ABOUT THIS EXERCISE ▸
Revise the passage on Corinne Trost's seizures: copy everything from "Super-refractory status epilepticus occurs" down to "a neurological emergency.", replacing "neurological emergency" with "medical emergency".

TEXT PASSAGE ▸

It didn’t seem like a life-threatening crisis when it started.
For roughly one week in 2017, 22-year-old Corinne Trost was ill with flu-like symptoms. Then, on the night of April 28, her boyfriend saw her have a seizure.
Corinne was rushed to a hospital, only to be sent home a few hours later. Back at home, she had another seizure and returned to the hospital. Her hospitalization was the beginning of a long nightmare: Corinne began experiencing more frequent seizures—so many that they became near continuous.
Eventually, Corinne was transferred to an epilepsy treatment center, where she was placed in an induced coma. Specialists conducted MRIs and lumbar punctures to diagnose the problem. Corinne also had a catheter “bolt” placed inside her skull to monitor intracranial pressure. By May 22, she developed pneumonia and a collapsed lung. Doctors were unable to prevent or relieve her seizures. Her care team told Corinne’s parents to prepare for the worst. They did not expect Corinne to survive.
Then Corinne’s mother was told that doctors at University of Minnesota Medical Center might be able to help. Corinne was transferred the next day.
After Corinne got settled in ICU, a multidisciplinary team of doctors discussed her case. Afterward, they approached Angie Aguilera, Corinne’s mother. “We have a plan,” they told her.
“That was the beginning of more and more tests,” said Aguilera. “But they gave us so much hope.”
“Treatment begins with a clear diagnosis,” said University of Minnesota Health Epileptologist Thaddeus Walczak, MD, a member of the Minnesota Comprehensive Epilepsy Center, also known as MINCEP. “Corinne was diagnosed with new-onset, super-refractory status epilepticus (NORSE). We know that with intense treatment of the seizures and meticulous ICU nursing care there is a chance for recovery.”
Super-refractory status epilepticus occurs when a person has continuous or near-continuous seizures with no recovery to “baseline” brain function between the attacks. It is categorized as a neurological emergency.
MINCEP specialists were deeply involved in Corinne’s care—conducting constant EEG monitoring and helping ICU caregivers adjust Corinne’s anti-seizure medication during her treatment at University of Minnesota Medical Center.

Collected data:
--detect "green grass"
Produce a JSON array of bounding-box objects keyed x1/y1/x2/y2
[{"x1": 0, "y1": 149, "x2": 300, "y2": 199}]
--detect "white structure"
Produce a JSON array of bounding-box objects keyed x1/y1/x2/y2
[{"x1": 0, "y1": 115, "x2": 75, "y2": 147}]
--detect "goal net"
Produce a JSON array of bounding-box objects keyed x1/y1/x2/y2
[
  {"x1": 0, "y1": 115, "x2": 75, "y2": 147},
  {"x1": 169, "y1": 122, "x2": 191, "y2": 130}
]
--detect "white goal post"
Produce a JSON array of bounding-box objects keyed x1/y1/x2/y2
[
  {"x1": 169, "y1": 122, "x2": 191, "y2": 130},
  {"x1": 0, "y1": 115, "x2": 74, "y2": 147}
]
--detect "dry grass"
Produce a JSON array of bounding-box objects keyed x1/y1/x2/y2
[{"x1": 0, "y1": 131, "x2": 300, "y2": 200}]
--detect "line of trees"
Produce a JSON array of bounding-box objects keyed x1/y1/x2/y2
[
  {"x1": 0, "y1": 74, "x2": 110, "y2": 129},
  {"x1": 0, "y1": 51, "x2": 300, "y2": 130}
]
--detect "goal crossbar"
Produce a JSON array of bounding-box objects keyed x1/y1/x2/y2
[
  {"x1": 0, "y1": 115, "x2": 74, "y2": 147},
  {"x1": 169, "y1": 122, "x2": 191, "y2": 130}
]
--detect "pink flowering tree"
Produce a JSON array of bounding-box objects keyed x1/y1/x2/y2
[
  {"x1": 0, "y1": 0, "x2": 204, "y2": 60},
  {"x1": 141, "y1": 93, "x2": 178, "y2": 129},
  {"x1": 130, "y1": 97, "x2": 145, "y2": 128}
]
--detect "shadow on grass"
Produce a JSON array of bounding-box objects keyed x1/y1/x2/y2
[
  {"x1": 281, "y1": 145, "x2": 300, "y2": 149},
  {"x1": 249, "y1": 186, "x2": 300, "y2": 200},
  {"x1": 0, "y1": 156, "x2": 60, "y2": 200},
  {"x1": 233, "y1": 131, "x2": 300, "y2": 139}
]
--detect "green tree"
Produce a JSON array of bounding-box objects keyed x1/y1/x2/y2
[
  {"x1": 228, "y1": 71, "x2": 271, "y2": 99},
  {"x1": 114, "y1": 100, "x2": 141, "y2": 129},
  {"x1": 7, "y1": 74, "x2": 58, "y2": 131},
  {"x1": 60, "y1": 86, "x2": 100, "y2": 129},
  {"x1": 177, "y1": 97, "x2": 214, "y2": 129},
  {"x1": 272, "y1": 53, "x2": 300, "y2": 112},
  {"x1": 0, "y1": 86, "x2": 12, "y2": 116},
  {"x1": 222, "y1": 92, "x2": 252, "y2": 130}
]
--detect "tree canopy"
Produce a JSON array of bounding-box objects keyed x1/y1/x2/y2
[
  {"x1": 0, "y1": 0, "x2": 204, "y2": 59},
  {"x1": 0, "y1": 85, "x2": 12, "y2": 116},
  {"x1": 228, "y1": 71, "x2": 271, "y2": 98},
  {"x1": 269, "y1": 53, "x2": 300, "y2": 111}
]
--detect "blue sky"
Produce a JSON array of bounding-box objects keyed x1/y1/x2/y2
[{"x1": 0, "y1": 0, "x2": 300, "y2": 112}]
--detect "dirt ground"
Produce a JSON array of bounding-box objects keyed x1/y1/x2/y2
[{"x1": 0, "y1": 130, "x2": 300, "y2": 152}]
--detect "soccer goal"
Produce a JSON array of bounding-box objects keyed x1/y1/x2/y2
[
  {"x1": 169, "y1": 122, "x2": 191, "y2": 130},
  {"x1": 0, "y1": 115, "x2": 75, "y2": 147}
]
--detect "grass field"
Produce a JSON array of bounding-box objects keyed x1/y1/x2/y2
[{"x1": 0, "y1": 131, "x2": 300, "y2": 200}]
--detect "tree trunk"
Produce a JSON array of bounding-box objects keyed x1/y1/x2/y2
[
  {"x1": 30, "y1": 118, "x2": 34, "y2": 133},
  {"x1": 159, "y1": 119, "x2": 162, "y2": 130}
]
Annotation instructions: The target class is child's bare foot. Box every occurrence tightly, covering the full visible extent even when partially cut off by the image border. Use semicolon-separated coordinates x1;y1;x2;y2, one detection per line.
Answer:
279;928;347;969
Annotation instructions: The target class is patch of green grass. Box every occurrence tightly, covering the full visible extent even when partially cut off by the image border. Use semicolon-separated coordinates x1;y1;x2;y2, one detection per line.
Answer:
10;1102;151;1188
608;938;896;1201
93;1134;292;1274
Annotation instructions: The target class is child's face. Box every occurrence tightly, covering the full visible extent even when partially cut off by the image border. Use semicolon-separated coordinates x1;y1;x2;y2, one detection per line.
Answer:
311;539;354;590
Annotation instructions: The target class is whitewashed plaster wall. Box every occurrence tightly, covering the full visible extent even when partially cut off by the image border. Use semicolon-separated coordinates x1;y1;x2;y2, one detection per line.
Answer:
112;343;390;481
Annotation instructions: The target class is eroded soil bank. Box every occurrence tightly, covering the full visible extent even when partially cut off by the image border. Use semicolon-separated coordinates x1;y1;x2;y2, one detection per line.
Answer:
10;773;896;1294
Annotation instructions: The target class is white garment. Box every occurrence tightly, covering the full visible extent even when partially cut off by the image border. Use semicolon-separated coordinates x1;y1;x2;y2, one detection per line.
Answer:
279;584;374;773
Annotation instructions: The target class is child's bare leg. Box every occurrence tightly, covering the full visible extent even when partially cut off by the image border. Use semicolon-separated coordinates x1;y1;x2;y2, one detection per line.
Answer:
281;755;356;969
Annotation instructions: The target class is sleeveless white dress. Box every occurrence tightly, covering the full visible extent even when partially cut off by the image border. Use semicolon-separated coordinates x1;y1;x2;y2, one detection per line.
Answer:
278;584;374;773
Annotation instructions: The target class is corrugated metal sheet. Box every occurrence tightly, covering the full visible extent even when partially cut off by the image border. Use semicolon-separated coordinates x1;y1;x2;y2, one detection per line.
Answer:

TASK RESULT ▸
Super-refractory status epilepticus occurs when a person has continuous or near-continuous seizures with no recovery to “baseline” brain function between the attacks. It is categorized as a medical emergency.